→ Excerpt provided:
The Richard Feynman lecture – Plenty of Room at the Bottom – delivered at the American Physical Society meeting at Caltech back in December 1959, may have been all-but-ignored at the time, but it has since become acknowledged as the start point for many of the latest developments in particle physics – not least being the first pointers to the potential of quantum computing.
It certainly played a major part in the background to the growth of Prof. Brian Cox as a leading member of the team working on the Large Hadron Collider in CERN, The Professor of Particle Physics at Manchester University’s School of Physics and Astronomy, and genuine (ex-)rock star quality populariser of all things scientific to the general public.
So his appearance as opening keynote presenter at the IPExpo event in London’s ExCel Centre, was always likely to be a highlight of the week, one way or the other. Sadly, it was the venue rather than the man himself that rather spoiled the event, when its generally unsuitable acoustics, coupled with a poor PA, struggled – and generally lost – an unequal fight to get the Professor’s words heard. The words fought against a continuous background drone spilling over the walls of the purpose-built ‘Keynote Theatre’ from the assembled multitudes going about their business on the exhibition floor just `outside’.
The ‘pizzaz’ of the event was also hardly enhanced by the sight of the Professor, one of the most noted presenters on TV, having no introduction. This left him to walk on and, as he would with a class of noisy students, grab the attention of the large audience. The corollary of this, of course, came at the end of his presentation, when he ended up trapped in a corner by a scrum of people, all seemingly wanting to thrust business cards upon him.
Yet in the end, despite being an astro-physicist with a user’s rather than developer’s view of IT and its capabilities, he had some interesting observations to make about a fundamental weakness of the technology – storage.
These emerged during the short press Q&A session held after the keynote was done. He referred by to Feynman’s lecture and the fact that it was not only the first mention of quantum computing, but that made an equally important observation – that all information is itself physical, it is stored in physical things and has a physical property of being. This means it is possible for the quantum behaviour of matter to be used to manipulate information. That is likely to be the basis of future quantum cryptography, which is claimed will have the capability of making future systems unhackable.
He admitted that he is not up to speed on the state of the art in quantum computing, but says that the engineering ability to manipulate such small-particle based systems is now in place. The potential of such systems is huge, and could even solve the type of storage problems his work generates.
Will there be solace in the quantum?
The volume of data that a quantum computer could work with is prodigious, for the Qubit (the quantum bit, which is the basic unit of information in a quantum computer) has the capability of holding more data than just one of two states – 0 or 1, Yes or No, or any other dichotomous state. The data handling capabilities get significantly larger if Qubits are then tangled together. Cox said:
It has been shown that if you can build a system of 256 Qubits tangled together, then to describe that system classically would require 1080 bits, which is roughly speaking the number of atoms in the observable universe.

→ Information provided:
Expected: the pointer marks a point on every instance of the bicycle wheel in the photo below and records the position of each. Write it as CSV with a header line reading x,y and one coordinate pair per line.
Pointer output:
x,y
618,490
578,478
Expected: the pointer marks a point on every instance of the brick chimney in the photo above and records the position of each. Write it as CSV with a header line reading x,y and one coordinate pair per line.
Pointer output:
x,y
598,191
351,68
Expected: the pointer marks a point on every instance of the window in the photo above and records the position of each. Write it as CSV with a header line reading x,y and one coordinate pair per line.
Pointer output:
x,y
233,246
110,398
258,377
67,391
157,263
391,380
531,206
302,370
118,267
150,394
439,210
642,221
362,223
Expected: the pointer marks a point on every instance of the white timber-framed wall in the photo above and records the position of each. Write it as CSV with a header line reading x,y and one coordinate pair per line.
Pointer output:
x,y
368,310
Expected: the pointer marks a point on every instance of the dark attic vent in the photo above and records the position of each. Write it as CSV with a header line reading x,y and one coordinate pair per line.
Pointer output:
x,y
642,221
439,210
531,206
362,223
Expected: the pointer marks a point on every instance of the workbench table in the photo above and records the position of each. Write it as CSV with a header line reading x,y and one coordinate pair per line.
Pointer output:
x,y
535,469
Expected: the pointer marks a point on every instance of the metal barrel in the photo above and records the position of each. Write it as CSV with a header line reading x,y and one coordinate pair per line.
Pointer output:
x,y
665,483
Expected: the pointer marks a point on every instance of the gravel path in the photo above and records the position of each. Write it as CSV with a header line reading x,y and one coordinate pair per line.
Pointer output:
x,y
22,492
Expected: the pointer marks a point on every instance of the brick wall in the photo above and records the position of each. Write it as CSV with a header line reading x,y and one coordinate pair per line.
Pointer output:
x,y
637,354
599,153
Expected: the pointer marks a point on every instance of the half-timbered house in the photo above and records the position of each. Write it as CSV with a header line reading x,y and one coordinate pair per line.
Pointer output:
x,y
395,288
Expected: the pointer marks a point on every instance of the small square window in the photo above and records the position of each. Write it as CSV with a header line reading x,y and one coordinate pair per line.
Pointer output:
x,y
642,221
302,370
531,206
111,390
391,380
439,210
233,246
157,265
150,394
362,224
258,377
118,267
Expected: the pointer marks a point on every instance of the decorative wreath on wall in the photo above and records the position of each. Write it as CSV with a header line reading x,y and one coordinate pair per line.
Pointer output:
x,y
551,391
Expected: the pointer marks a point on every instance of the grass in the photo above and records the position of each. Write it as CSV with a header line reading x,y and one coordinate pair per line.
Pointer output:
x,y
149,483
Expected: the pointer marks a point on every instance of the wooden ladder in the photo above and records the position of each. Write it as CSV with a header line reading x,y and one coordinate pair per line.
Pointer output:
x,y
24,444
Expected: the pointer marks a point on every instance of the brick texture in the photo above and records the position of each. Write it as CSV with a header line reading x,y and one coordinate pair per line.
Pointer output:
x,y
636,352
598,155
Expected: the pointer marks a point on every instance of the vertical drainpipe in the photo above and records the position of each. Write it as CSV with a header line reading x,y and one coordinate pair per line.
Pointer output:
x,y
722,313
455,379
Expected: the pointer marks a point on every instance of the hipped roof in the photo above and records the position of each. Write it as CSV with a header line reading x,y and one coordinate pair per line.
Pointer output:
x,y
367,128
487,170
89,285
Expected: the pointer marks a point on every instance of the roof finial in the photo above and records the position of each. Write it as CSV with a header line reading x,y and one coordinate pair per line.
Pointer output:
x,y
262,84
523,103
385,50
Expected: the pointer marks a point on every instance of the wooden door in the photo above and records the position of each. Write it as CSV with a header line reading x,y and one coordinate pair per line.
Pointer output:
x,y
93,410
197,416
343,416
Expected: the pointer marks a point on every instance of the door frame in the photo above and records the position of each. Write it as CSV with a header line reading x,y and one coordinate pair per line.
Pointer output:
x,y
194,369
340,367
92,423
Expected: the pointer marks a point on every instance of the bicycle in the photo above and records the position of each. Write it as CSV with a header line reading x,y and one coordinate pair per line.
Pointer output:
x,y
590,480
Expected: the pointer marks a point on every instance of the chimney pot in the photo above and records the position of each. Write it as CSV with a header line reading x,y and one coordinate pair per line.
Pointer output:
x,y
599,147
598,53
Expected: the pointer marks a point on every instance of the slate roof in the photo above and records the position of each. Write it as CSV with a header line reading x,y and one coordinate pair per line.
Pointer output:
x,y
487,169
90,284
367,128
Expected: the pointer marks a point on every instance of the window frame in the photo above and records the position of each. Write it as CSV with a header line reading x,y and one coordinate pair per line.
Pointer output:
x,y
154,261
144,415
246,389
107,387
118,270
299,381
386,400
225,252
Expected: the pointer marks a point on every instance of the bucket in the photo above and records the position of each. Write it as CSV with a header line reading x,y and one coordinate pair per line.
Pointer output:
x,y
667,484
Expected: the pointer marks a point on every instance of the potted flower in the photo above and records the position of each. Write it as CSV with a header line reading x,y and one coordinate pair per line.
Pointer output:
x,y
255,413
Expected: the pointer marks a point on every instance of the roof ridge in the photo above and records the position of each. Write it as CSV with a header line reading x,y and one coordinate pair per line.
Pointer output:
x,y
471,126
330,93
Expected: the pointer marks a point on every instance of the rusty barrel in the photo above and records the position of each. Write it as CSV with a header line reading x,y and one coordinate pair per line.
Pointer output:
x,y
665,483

→ Given problem: Revise the passage of the piece on Brian Cox's keynote that begins at "The ‘pizzaz’ of" and ends after "technology – storage.", replacing "scrum of people" with "crowd of people".

→ Result of the task:
The ‘pizzaz’ of the event was also hardly enhanced by the sight of the Professor, one of the most noted presenters on TV, having no introduction. This left him to walk on and, as he would with a class of noisy students, grab the attention of the large audience. The corollary of this, of course, came at the end of his presentation, when he ended up trapped in a corner by a crowd of people, all seemingly wanting to thrust business cards upon him.
Yet in the end, despite being an astro-physicist with a user’s rather than developer’s view of IT and its capabilities, he had some interesting observations to make about a fundamental weakness of the technology – storage.